** START OF Supplied information **

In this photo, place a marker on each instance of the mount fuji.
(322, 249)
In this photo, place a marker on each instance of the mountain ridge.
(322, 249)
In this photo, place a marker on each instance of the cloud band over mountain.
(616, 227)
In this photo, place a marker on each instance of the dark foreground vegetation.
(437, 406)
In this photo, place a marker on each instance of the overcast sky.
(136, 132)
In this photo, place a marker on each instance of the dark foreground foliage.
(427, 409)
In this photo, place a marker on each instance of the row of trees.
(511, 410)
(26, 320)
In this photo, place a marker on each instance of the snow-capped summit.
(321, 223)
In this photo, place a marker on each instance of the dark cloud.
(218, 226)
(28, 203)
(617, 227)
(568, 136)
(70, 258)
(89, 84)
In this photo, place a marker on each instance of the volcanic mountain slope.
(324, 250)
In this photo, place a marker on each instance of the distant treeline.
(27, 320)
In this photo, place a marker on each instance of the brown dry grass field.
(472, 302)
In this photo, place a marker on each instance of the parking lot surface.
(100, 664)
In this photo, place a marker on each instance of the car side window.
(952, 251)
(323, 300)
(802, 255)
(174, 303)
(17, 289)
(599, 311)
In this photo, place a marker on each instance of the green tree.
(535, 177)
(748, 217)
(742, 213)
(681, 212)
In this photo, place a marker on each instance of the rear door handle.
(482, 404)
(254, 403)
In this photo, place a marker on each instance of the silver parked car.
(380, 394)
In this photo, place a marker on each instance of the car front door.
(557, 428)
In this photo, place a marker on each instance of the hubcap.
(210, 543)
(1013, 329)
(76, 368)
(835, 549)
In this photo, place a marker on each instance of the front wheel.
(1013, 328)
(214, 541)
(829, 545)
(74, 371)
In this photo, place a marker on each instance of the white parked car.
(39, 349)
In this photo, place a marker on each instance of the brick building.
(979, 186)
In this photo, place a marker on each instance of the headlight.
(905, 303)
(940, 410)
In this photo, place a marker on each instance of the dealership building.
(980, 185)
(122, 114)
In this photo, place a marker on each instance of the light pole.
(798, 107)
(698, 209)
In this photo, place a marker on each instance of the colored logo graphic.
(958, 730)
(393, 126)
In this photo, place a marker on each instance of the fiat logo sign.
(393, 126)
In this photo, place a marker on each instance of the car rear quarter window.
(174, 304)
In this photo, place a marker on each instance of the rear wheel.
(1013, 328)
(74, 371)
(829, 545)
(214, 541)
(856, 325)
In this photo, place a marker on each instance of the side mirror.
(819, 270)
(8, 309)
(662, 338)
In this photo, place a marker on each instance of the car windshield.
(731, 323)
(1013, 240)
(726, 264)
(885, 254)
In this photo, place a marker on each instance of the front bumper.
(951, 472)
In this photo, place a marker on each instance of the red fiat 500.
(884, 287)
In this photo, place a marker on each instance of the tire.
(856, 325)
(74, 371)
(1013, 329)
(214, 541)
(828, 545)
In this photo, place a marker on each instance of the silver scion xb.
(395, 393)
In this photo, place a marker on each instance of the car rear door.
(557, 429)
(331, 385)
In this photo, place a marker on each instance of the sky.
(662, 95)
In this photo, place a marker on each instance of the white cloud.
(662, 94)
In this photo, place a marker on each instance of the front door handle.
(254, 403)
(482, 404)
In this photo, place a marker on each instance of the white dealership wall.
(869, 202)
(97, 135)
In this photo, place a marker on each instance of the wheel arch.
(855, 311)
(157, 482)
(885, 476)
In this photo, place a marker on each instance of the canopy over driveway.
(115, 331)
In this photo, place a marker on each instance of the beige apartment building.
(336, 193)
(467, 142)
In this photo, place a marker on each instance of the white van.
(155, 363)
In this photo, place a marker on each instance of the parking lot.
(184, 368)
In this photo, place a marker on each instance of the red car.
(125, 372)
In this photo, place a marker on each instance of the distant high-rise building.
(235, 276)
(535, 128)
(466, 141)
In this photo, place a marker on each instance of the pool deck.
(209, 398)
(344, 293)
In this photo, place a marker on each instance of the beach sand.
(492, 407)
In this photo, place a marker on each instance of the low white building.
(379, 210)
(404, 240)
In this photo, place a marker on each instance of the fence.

** END OF Supplied information **

**Task directions:**
Please reproduce each of the records above word for word, keeping their order.

**Finished answer:**
In this photo, place a marker on each instance of the mount fuji.
(322, 249)
In this photo, place a marker on each instance of the mountain ridge.
(322, 249)
In this photo, place a marker on each instance of the cloud band over mountain.
(616, 227)
In this photo, place a marker on each instance of the dark foreground vegetation.
(437, 406)
In this photo, place a marker on each instance of the overcast sky.
(136, 132)
In this photo, place a marker on each instance of the dark foreground foliage.
(427, 409)
In this photo, place a marker on each instance of the row of trees.
(511, 410)
(26, 320)
In this photo, place a marker on each instance of the snow-capped summit.
(321, 223)
In this photo, place a marker on each instance of the dark cloud.
(218, 226)
(28, 203)
(617, 227)
(568, 136)
(70, 258)
(89, 84)
In this photo, place a marker on each instance of the volcanic mountain slope.
(324, 250)
In this photo, place a marker on each instance of the distant treeline.
(27, 320)
In this photo, place a marker on each instance of the brown dry grass field.
(472, 302)
In this photo, place a marker on each instance of the parking lot surface.
(100, 664)
In this photo, place a marker on each instance of the car side window.
(952, 251)
(323, 300)
(802, 255)
(174, 303)
(17, 289)
(599, 311)
In this photo, place a marker on each instance of the green tree.
(535, 177)
(748, 217)
(742, 213)
(681, 212)
In this photo, place a marker on each instance of the rear door handle.
(482, 404)
(254, 403)
In this photo, place a marker on each instance of the silver parked car.
(380, 394)
In this photo, place a marker on each instance of the car front door.
(557, 428)
In this photo, place a marker on each instance of the hubcap.
(210, 543)
(1013, 329)
(76, 368)
(835, 549)
In this photo, place a marker on each instance of the front wheel.
(1013, 328)
(214, 541)
(829, 545)
(74, 371)
In this photo, place a marker on each instance of the white parked car.
(39, 349)
In this photo, place a marker on each instance of the brick building.
(979, 186)
In this photo, place a marker on each instance of the headlight.
(905, 303)
(940, 410)
In this photo, place a marker on each instance of the dealership building.
(980, 185)
(122, 114)
In this photo, place a marker on each instance of the light pole.
(798, 107)
(698, 209)
In this photo, place a marker on each instance of the colored logo graphic.
(958, 730)
(393, 126)
In this photo, place a marker on each instance of the fiat logo sign.
(393, 126)
In this photo, place a marker on each instance of the car rear quarter window.
(174, 304)
In this photo, place a marker on each instance of the rear wheel.
(1013, 328)
(74, 371)
(829, 545)
(214, 541)
(856, 325)
In this photo, place a marker on each instance of the side mirror.
(819, 270)
(8, 309)
(662, 338)
In this photo, place a marker on each instance of the car windshield.
(731, 323)
(1013, 240)
(726, 264)
(885, 254)
In this photo, place a marker on each instance of the front bumper.
(951, 472)
In this photo, place a marker on each instance of the red fiat 500.
(884, 287)
In this photo, place a marker on each instance of the tire.
(856, 325)
(74, 371)
(1013, 329)
(214, 541)
(828, 545)
In this photo, place a marker on each instance of the silver scion xb.
(395, 393)
In this photo, place a marker on each instance of the car rear door.
(557, 429)
(331, 385)
In this photo, place a marker on each instance of the sky.
(662, 95)
In this photo, place a marker on each instance of the white cloud.
(662, 94)
In this photo, place a marker on each instance of the front door handle.
(254, 403)
(482, 404)
In this photo, place a marker on each instance of the white dealership wall.
(869, 202)
(97, 135)
In this photo, place a marker on each instance of the wheel arch.
(855, 311)
(157, 482)
(885, 476)
In this photo, place a marker on each instance of the canopy over driveway.
(115, 331)
In this photo, place a marker on each instance of the beige apartment building.
(336, 193)
(467, 142)
In this photo, place a marker on each instance of the white van.
(155, 363)
In this photo, place a marker on each instance of the parking lot.
(184, 368)
In this photo, place a marker on each instance of the red car.
(125, 372)
In this photo, place a marker on each instance of the distant high-rise building.
(235, 276)
(535, 128)
(466, 141)
In this photo, place a marker on each instance of the pool deck.
(209, 398)
(344, 293)
In this photo, place a marker on each instance of the beach sand.
(492, 407)
In this photo, place a marker on each instance of the low white building.
(379, 210)
(404, 240)
In this photo, place a marker on each instance of the fence.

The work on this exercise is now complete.